● **EXCERPTED PASSAGE**:
|---|

Schoolchildren Are the Winners in Annual Poster Contest to Highlight Skin Cancer Prevention

ALBANY, N.Y. (June 28, 2010) - Sixth grader Angelina M. Girgis from Rushmore Avenue School, Carle Place, Nassau County, is the state winner of the 2010 "SunWise with SHADE" Annual Poster Contest., the New York State Department of Health (DOH) announced today.

The winning poster and 13 grade-level finalists were selected from 7,672 entries from students in kindergarten through eighth grade. The purpose of the contest is to raise children's awareness about skin cancer.

Ms. Girgis will receive a $50 gift certificate to Barnes & Noble and a digital camera. Her poster was entered in the national poster competition sponsored by the SHADE Foundation, a non-profit group dedicated to skin cancer prevention.

The poster of first-grade winner Anthony J. Pasquarello from Our Lady of Grace, Brooklyn, also was one of five selected from all grade K-3 submissions nationally to receive an additional prize.

The other New York State "SunWise with SHADE" Annual Poster Contest winners are:

  • Kindergarten: Kathryn Papagianopoulos, William Spyropoulos School of St. Nicholas, Flushing, Queens;
  • Second grade: Justyna Jakubowska, P.S. 153, Maspeth, Queens;
  • Third grade: Sean Cabrera, Our Lady of Grace, Brooklyn;
  • Fourth grade: John Criscione, P.S. 204, Brooklyn;
  • Fifth grade: Kayla Berhalter, Iroquois Intermediate School, Elma, Erie County;
  • Seventh grade: Nusrat Jahan, Longwood Junior High School, Middle Island, Suffolk County;
  • Eighth grade: Kelly Noh, MS 216 George J. Ryan, Fresh Meadows, Queens;
  • Honorable Mentions: Jasmine Bauza, third grade, Garrett A. Morgan P.S. 132 X, Bronx; Jacquelyn Apostolo, eighth grade, MS 216 George J. Ryan, Fresh Meadows; Julia Milbrandt, seventh grade, Clarence Middle School, Clarence, Erie County Anjali Devjani, eighth grade, West Hollow Middle School, Melville;Suffolk County; and Siyeong Yu, fourth grade, PS 94Q, Little Neck, Queens.

|---|

● **SUPPLIED ENTRIES**:

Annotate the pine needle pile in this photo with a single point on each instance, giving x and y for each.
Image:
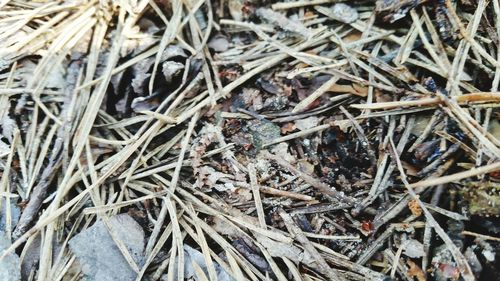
(249, 140)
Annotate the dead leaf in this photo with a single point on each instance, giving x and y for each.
(415, 271)
(415, 208)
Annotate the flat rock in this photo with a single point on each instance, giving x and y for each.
(98, 254)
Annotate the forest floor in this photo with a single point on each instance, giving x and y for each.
(249, 140)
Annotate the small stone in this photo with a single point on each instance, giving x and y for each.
(98, 254)
(10, 267)
(219, 43)
(414, 249)
(344, 13)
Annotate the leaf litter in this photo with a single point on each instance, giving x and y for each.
(249, 140)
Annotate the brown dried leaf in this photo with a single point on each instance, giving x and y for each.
(415, 271)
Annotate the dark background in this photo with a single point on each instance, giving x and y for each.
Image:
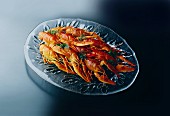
(144, 24)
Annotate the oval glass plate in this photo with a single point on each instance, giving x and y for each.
(74, 83)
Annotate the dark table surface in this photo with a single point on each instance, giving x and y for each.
(143, 24)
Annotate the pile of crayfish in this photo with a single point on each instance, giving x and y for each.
(78, 51)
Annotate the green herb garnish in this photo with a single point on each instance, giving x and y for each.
(63, 45)
(53, 32)
(82, 55)
(81, 37)
(112, 53)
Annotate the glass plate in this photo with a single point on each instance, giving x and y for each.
(74, 83)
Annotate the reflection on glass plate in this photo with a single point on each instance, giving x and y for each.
(74, 83)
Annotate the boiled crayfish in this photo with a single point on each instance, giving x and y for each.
(77, 51)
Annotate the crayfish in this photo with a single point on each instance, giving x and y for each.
(77, 51)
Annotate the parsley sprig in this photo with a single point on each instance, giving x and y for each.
(63, 45)
(82, 37)
(53, 32)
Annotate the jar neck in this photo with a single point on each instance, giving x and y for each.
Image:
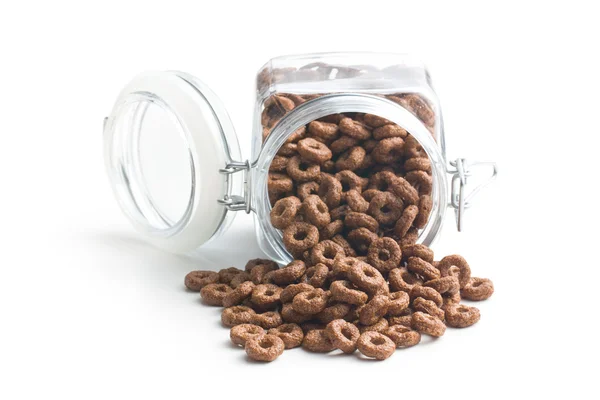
(345, 103)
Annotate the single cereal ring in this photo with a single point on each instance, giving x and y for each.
(280, 183)
(288, 274)
(354, 129)
(266, 295)
(402, 188)
(388, 131)
(401, 279)
(239, 279)
(417, 250)
(313, 151)
(478, 289)
(283, 213)
(316, 211)
(278, 164)
(288, 314)
(463, 271)
(348, 250)
(406, 220)
(375, 345)
(427, 324)
(196, 280)
(384, 254)
(291, 334)
(310, 302)
(268, 320)
(375, 121)
(335, 311)
(388, 151)
(306, 189)
(227, 274)
(325, 252)
(351, 159)
(343, 335)
(374, 310)
(427, 293)
(423, 268)
(379, 326)
(302, 171)
(425, 207)
(299, 237)
(240, 334)
(421, 181)
(402, 336)
(316, 276)
(342, 291)
(386, 208)
(330, 190)
(258, 273)
(398, 304)
(239, 294)
(428, 307)
(214, 293)
(317, 341)
(447, 285)
(461, 316)
(264, 348)
(237, 315)
(323, 130)
(366, 277)
(331, 229)
(342, 144)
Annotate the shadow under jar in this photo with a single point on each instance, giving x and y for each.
(175, 165)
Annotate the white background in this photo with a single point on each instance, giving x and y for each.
(87, 310)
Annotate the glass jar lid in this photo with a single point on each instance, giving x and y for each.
(166, 144)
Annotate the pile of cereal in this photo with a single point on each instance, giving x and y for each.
(350, 193)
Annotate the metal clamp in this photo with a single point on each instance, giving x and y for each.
(461, 169)
(233, 202)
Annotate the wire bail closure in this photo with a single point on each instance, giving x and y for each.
(461, 169)
(234, 202)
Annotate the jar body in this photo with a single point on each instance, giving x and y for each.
(312, 87)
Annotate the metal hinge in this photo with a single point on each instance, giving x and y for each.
(461, 169)
(235, 202)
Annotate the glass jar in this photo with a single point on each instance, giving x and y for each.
(174, 160)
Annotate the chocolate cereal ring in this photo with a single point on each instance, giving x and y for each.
(343, 335)
(214, 293)
(238, 295)
(422, 268)
(325, 252)
(478, 289)
(316, 211)
(290, 334)
(317, 341)
(264, 348)
(283, 213)
(240, 334)
(427, 324)
(300, 236)
(463, 271)
(310, 302)
(237, 315)
(374, 310)
(461, 316)
(313, 151)
(343, 291)
(402, 336)
(196, 280)
(384, 254)
(375, 345)
(386, 208)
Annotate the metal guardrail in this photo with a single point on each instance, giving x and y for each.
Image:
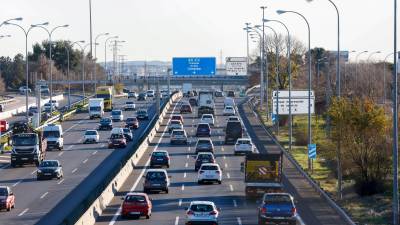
(313, 183)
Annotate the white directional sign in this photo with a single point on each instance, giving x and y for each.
(299, 102)
(236, 66)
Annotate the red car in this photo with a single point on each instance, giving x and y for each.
(7, 198)
(186, 108)
(136, 205)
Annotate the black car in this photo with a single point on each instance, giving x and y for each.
(203, 130)
(105, 124)
(203, 157)
(49, 169)
(159, 158)
(204, 145)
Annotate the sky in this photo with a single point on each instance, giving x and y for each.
(162, 29)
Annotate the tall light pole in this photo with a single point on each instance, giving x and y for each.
(95, 58)
(105, 52)
(26, 32)
(309, 77)
(290, 79)
(50, 33)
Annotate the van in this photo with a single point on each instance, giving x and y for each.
(53, 133)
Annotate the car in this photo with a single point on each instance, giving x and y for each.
(207, 118)
(49, 169)
(243, 146)
(185, 108)
(136, 205)
(7, 198)
(193, 101)
(132, 94)
(130, 106)
(209, 172)
(105, 124)
(202, 212)
(128, 134)
(142, 97)
(204, 145)
(203, 157)
(203, 130)
(175, 125)
(159, 158)
(117, 140)
(142, 114)
(277, 208)
(132, 122)
(177, 117)
(116, 115)
(156, 180)
(178, 136)
(91, 136)
(229, 111)
(150, 93)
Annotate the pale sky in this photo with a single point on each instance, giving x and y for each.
(162, 29)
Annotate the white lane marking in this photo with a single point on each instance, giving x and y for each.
(23, 212)
(177, 220)
(239, 221)
(17, 183)
(115, 217)
(44, 195)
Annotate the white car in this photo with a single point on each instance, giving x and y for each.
(116, 115)
(91, 136)
(229, 111)
(209, 172)
(130, 106)
(243, 146)
(202, 211)
(207, 118)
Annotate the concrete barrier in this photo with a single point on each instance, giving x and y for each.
(96, 209)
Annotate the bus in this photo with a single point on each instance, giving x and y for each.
(105, 92)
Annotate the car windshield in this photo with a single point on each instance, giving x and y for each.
(201, 208)
(135, 198)
(209, 168)
(155, 176)
(271, 199)
(51, 133)
(90, 132)
(49, 164)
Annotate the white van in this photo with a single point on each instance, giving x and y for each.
(54, 135)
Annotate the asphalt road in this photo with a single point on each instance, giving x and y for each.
(36, 198)
(170, 208)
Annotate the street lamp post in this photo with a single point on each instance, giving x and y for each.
(26, 32)
(290, 79)
(50, 32)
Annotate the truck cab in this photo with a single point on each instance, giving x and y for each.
(54, 135)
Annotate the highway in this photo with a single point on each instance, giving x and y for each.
(35, 198)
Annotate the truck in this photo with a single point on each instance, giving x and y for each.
(263, 174)
(96, 108)
(28, 145)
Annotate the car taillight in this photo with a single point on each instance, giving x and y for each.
(294, 210)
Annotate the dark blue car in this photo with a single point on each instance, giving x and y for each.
(277, 208)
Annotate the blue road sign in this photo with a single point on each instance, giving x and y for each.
(312, 151)
(194, 66)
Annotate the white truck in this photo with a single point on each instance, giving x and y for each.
(96, 108)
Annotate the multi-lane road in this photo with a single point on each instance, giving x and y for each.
(35, 198)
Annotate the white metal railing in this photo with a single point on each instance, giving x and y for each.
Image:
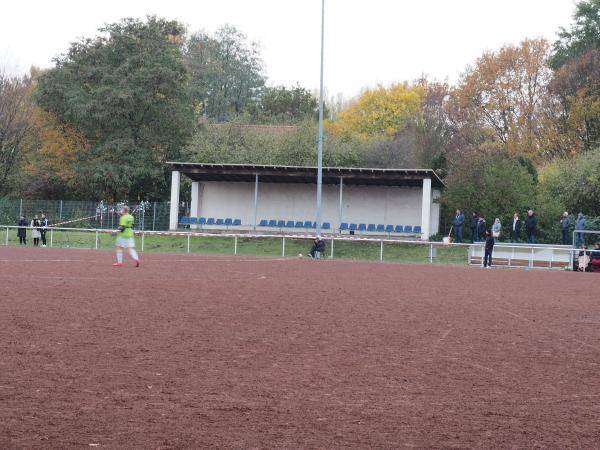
(473, 250)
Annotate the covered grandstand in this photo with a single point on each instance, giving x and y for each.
(254, 197)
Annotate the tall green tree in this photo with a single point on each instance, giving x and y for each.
(583, 35)
(16, 108)
(226, 72)
(127, 91)
(576, 60)
(280, 104)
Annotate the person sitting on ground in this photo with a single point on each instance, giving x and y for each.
(489, 248)
(317, 248)
(584, 259)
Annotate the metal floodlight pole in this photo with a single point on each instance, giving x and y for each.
(320, 144)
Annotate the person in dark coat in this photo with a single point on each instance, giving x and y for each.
(318, 246)
(481, 228)
(43, 228)
(579, 226)
(489, 248)
(530, 226)
(515, 229)
(474, 234)
(458, 223)
(565, 224)
(22, 231)
(35, 231)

|---|

● **WHAT THIS TASK INVOLVES**: Continue the poster contest announcement from where it stops. The items are separate material, unrelated to the poster contest announcement.

● **EXPECTED OUTPUT**:
A special congratulation goes to the William Spyropoulos School in Queens, for submitting the greatest number of posters per student body. The school will receive a special prize from the SHADE Foundation for their high rate of student participation.

The most common types of skin cancer are the less-deadly basal cell carcinoma and squamous cell carcinoma. However, melanoma can cause the most serious health problems and can be fatal. Annually, approximately 7,800 deaths are attributed to this disease in the US. More than 2,800 cases of melanoma are reported each year in New York State.

Children are especially vulnerable to dangerous sun exposure which can result in blistering sunburns that double the risk for skin cancer in adulthood. The majority of lifetime sun exposure occurs before age 18. Up to 90 percent of skin cancer cases are attributed to UV radiation from the sun. Approximately one in five children will develop skin cancer as adults.

However, simple steps can be taken to help prevent skin cancer, especially when these steps become habits early in life. To reduce exposure to the sun and the risk of skin cancer:

  • Avoid direct sunlight between 10a.m. and 4p.m., when the sun's UV rays are strongest. Burns can occur even on cloudy days.
  • Seek shade during peak sunlight hours.
  • Wear wide-brimmed hats and long-sleeved shirts with long pants whenever possible.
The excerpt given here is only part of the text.